# ABHC 2018



## Burnsy101 (Jul 3, 2018)

Website (WCA)

Really excited for this one!

(Dont want a competition without a thread after peterbrough)


----------



## 1973486 (Aug 29, 2018)

Oh there is a thread for this

3x3: Counting PB in final, but then all I got from the last 2 solves was a damaged cube
4x4: PB single and average by a good amount. 4x4 was my worst ranked event before this and now I'm relatively happy with my results
5x5: Good single at the start then avg went terribly (19 secs slower than PB). If I didn't fail this I would have competed in every round in the comp (by making finals)
6x6: Two pretty good solves, but DNF on the second (my first in 6x6) because I got a bad lockup and didn't want to break someone else's cube fixing it
7x7: Very bad... I'll blame the cube 
3BLD: Slow success because I memoed corners wrong originally, 2 min DNF by two flipped edges, 1:35 DNF by half the cube. Probably a one move error.

★ ★ ★ ★ ★ ★ ★

Exercise directions
Reproduce, word for word, the stretch of the ABHC 2018 thread that opens with "Oh there is" and closes with "(by making finals)".

★ ★ ★ ★ ★ ★ ★

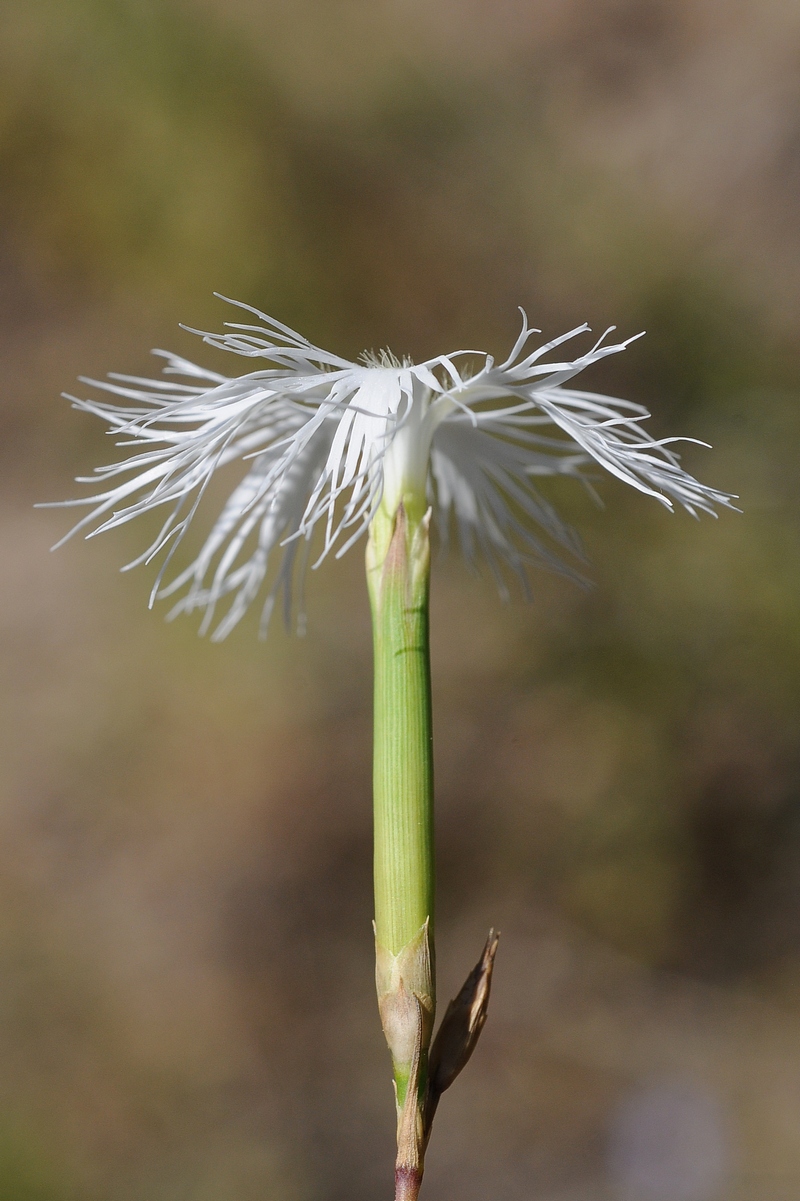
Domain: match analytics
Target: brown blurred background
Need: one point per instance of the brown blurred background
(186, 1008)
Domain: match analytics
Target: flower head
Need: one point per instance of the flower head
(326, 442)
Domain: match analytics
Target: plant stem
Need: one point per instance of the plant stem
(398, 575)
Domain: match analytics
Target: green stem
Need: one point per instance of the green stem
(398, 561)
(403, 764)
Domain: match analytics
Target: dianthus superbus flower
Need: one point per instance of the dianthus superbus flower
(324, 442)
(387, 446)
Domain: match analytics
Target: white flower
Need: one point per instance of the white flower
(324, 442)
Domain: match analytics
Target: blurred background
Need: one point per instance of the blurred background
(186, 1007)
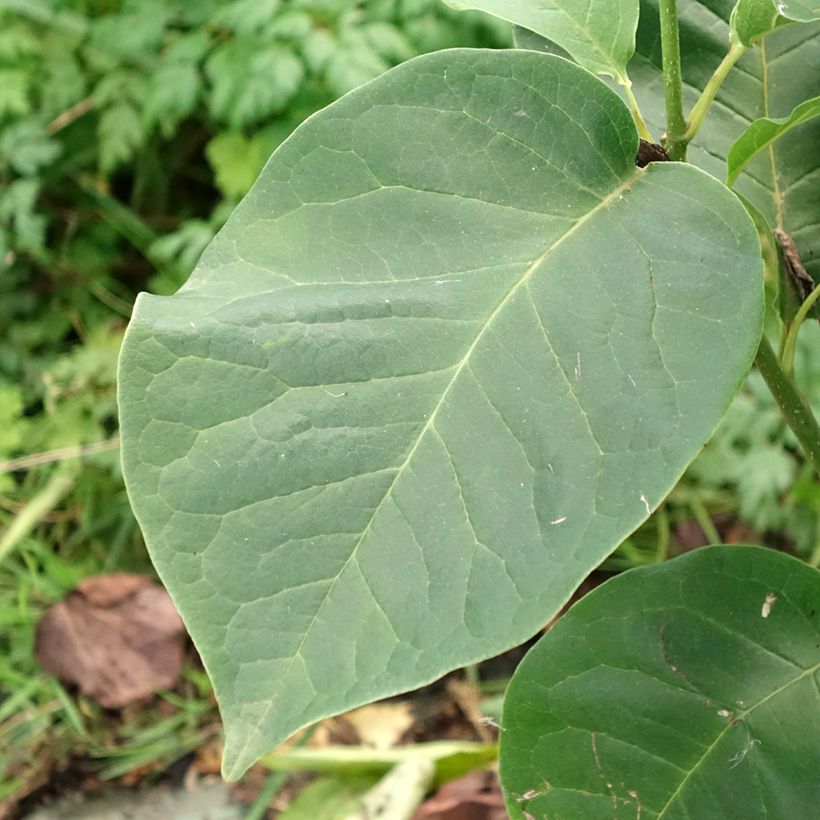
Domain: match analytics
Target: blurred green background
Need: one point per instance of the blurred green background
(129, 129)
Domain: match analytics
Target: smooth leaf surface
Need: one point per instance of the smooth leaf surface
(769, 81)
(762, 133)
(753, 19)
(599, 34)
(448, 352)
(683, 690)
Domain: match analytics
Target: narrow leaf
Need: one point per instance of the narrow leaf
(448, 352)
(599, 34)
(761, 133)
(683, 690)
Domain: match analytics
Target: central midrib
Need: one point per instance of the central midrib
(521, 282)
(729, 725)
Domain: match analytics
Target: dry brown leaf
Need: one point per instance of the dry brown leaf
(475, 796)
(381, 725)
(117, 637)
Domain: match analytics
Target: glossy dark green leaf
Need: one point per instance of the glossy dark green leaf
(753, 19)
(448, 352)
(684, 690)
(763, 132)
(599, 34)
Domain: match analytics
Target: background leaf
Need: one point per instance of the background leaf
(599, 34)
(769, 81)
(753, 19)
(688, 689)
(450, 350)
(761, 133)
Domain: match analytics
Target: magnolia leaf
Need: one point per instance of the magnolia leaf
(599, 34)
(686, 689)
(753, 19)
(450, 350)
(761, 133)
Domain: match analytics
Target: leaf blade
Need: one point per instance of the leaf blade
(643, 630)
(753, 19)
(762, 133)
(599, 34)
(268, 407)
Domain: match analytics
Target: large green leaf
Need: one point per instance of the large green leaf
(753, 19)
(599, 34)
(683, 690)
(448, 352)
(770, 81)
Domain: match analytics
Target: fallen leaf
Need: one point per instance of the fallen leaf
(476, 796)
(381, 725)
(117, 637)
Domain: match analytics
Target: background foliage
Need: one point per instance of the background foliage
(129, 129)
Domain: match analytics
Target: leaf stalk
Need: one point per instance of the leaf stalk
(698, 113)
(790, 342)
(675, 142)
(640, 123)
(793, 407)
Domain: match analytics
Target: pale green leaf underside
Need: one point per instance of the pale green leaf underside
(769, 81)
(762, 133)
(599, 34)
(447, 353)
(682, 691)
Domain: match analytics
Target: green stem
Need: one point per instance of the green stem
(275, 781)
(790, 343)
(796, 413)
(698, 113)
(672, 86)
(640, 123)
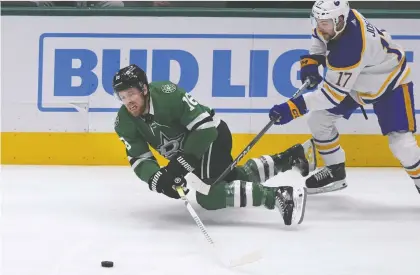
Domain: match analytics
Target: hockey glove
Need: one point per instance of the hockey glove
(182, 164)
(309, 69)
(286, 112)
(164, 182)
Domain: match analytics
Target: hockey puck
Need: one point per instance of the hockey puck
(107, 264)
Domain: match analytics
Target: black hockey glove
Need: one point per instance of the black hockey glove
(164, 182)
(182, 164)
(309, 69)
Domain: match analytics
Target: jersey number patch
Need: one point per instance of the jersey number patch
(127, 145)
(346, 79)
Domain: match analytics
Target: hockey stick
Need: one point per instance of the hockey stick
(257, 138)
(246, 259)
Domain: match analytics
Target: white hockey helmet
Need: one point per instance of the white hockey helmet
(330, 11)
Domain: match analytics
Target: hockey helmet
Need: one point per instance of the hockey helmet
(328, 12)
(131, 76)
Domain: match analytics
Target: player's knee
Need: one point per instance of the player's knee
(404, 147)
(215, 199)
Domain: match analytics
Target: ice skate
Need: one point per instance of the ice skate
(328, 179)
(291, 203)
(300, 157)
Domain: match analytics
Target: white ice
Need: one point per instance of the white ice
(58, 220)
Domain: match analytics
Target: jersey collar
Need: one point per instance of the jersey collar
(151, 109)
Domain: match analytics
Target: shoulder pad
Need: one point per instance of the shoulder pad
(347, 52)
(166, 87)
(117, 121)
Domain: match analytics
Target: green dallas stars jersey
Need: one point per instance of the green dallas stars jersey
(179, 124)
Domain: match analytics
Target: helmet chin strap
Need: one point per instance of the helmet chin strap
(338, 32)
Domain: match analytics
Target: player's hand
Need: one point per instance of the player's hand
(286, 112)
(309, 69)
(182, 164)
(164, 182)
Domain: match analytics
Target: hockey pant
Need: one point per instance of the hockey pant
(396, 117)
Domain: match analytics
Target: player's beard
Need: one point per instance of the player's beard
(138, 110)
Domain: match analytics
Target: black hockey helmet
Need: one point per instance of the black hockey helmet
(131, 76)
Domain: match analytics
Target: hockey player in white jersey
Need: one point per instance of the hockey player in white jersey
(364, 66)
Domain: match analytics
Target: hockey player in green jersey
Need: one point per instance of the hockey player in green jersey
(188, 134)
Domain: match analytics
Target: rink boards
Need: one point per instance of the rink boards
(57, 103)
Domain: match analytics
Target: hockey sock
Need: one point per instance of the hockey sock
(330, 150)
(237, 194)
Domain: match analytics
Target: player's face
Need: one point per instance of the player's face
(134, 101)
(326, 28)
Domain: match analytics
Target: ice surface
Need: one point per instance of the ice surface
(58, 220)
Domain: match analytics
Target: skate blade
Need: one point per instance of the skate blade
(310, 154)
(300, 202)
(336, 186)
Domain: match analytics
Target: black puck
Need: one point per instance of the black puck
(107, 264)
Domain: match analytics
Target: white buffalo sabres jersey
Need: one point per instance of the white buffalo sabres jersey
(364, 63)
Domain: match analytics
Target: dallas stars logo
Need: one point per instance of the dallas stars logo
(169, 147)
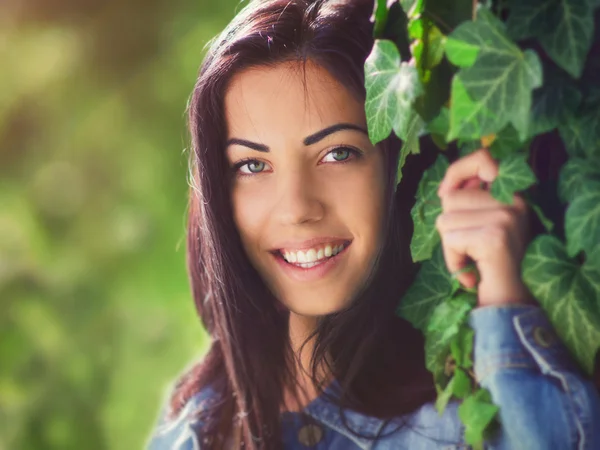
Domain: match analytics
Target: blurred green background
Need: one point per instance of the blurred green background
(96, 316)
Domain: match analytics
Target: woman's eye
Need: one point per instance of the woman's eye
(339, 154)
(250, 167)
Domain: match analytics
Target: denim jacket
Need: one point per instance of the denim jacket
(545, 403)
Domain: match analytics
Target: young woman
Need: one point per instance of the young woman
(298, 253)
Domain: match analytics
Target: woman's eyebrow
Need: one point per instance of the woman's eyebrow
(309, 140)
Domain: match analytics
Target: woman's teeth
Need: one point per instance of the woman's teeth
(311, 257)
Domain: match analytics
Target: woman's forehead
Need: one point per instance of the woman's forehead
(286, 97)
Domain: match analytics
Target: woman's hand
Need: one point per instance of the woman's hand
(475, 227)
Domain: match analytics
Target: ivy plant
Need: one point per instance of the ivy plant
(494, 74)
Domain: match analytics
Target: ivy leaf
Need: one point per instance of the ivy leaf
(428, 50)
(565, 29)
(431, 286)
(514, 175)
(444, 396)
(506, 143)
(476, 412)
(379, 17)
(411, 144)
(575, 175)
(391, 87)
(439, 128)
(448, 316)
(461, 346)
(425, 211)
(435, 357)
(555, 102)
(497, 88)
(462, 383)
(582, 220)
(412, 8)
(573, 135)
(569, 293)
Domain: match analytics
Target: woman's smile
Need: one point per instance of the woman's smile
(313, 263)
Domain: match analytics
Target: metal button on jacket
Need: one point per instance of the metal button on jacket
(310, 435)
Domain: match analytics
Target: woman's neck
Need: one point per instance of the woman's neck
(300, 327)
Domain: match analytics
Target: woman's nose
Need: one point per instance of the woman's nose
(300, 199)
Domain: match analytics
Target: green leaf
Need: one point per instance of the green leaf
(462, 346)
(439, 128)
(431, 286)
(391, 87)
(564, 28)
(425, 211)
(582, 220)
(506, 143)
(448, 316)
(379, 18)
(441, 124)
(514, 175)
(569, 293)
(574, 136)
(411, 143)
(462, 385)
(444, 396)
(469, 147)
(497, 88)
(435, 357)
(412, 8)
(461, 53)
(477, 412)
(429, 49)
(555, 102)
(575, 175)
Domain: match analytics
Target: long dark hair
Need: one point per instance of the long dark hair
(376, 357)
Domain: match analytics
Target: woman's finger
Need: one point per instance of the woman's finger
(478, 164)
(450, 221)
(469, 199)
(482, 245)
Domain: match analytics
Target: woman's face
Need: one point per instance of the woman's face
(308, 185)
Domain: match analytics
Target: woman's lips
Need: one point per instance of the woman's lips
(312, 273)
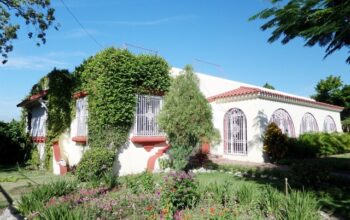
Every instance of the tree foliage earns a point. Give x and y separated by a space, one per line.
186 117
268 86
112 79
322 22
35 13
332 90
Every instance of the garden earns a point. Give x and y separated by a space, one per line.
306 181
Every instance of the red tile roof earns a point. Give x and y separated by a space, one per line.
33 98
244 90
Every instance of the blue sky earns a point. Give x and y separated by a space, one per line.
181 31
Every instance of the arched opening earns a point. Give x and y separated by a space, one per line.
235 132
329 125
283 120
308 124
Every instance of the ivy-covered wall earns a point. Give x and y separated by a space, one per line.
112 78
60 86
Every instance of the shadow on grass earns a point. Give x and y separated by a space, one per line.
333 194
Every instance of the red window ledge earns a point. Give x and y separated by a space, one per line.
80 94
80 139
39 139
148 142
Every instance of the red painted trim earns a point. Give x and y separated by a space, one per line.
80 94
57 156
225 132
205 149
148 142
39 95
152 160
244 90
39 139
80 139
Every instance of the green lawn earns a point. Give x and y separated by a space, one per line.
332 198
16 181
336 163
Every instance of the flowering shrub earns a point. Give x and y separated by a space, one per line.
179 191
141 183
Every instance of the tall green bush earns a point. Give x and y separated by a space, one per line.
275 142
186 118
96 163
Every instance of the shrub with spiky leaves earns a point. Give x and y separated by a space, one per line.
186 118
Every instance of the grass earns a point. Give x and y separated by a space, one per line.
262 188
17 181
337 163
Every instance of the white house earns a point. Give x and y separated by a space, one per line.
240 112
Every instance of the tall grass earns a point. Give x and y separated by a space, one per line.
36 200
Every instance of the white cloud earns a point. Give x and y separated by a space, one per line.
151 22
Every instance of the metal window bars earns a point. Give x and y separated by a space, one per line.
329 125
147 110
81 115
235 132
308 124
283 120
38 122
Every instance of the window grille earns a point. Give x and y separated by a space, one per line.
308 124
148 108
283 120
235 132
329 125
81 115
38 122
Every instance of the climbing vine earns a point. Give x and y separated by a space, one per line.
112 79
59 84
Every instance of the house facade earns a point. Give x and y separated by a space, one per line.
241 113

★ ★ ★ ★ ★ ★ ★

Written answer
Oh there is a thread for this

3x3: Counting PB in final, but then all I got from the last 2 solves was a damaged cube
4x4: PB single and average by a good amount. 4x4 was my worst ranked event before this and now I'm relatively happy with my results
5x5: Good single at the start then avg went terribly (19 secs slower than PB). If I didn't fail this I would have competed in every round in the comp (by making finals)